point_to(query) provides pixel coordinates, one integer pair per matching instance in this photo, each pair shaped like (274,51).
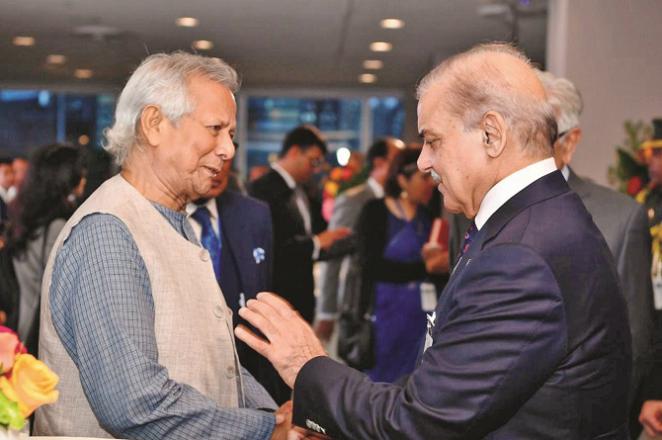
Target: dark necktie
(468,238)
(209,239)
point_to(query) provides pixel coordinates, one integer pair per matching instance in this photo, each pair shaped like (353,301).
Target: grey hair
(162,80)
(472,92)
(564,97)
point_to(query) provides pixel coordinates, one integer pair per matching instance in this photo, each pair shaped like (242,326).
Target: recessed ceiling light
(24,41)
(56,59)
(381,46)
(83,73)
(373,64)
(367,78)
(83,139)
(186,22)
(392,23)
(202,44)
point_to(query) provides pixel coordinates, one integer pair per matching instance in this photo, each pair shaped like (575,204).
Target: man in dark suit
(298,238)
(337,273)
(624,225)
(530,338)
(241,248)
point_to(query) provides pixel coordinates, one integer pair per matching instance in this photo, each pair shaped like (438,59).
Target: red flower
(634,185)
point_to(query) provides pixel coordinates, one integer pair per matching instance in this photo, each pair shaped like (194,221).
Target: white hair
(162,80)
(472,92)
(564,97)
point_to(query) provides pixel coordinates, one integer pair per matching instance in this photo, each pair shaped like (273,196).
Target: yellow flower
(32,384)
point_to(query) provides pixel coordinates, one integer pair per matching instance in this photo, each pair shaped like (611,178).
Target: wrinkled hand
(324,329)
(302,434)
(283,421)
(436,259)
(290,342)
(651,417)
(330,236)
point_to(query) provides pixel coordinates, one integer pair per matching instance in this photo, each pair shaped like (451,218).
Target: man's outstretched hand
(290,343)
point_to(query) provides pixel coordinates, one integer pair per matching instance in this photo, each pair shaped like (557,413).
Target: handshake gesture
(290,343)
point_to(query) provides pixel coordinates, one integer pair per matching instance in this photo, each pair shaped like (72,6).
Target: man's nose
(225,147)
(423,162)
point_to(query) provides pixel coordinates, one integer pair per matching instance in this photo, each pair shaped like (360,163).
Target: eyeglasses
(316,162)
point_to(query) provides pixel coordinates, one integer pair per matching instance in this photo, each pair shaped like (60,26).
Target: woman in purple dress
(392,233)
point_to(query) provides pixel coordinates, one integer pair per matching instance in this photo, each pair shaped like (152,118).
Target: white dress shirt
(507,187)
(375,187)
(302,205)
(213,216)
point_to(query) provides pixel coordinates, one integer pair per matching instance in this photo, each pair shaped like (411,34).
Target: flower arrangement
(630,174)
(25,382)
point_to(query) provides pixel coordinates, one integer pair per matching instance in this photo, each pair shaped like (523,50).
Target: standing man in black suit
(297,240)
(530,338)
(236,230)
(623,223)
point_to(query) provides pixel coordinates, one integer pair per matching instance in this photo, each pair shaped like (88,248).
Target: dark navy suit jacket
(531,341)
(246,266)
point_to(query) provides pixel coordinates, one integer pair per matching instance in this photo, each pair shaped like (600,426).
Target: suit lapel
(234,232)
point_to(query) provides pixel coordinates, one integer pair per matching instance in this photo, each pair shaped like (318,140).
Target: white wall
(612,51)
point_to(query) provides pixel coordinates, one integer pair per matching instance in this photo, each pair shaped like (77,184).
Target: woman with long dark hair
(49,195)
(392,233)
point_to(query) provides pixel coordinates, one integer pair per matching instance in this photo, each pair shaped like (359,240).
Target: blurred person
(391,233)
(133,320)
(650,415)
(298,237)
(256,172)
(236,230)
(52,189)
(622,222)
(530,338)
(20,166)
(6,180)
(338,273)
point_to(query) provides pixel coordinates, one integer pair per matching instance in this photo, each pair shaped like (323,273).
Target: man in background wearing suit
(335,273)
(236,230)
(530,338)
(624,225)
(297,240)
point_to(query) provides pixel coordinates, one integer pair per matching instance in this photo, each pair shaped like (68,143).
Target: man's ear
(569,143)
(494,132)
(151,129)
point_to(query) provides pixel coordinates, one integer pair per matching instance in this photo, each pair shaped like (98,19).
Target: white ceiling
(273,43)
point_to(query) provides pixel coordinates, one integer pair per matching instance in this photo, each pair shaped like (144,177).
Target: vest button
(218,311)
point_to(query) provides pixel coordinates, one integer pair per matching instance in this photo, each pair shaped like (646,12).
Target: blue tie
(209,239)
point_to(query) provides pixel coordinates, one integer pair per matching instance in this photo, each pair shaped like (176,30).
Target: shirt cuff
(316,248)
(326,316)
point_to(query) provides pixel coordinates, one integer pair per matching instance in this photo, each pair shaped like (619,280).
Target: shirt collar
(210,204)
(376,187)
(285,175)
(505,189)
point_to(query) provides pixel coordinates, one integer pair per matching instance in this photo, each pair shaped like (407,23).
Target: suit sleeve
(502,336)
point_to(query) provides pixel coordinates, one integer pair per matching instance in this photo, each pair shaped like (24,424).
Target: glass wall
☆ ☆ ☆ ☆ ☆ ☆ ☆
§ Aim: Shift every coordinate in the answers by -46 and reproduce the items from the line containing "shaped like (68,143)." through the end of the items, including the requests.

§ Correct result:
point_to(query) provides pixel coordinates, one integer pair per matching instance in this photo, each pair shaped like (68,143).
Target: man's ear
(523,97)
(448,86)
(105,83)
point_to(query) provides pixel coordinates, one integer pair per matching instance in this photo, each pair shaped like (98,19).
Target: white ceiling
(227,-3)
point_to(query) provides pixel coordinates, one integer pair per matching instance in this photo, each pair shaped like (144,177).
Target: vest button
(172,265)
point_to(query) provides pixel coordinates, one integer pair per matching instance in this photo, each pair shaped like (646,12).
Target: blue tie
(163,193)
point_to(query) provides pixel coordinates, one integer pair per matching instance in this photo, each pair shaped like (176,30).
Target: shirt cuff
(270,202)
(280,270)
point_to(query) provides pixel coordinates, one integer pair per matching instance in this photo, each pair shaped like (619,280).
Target: shirt collar
(164,158)
(330,141)
(239,129)
(459,143)
point_to(query) provides pixel coordinates, one integer pair per matching instance in this photo, each pair shaped like (407,23).
Target: suit sleeve
(456,290)
point_to(query) provides pixel coordinates, one integer pair per matching instance in this photo, each pair shaped like (24,424).
Target: glass wall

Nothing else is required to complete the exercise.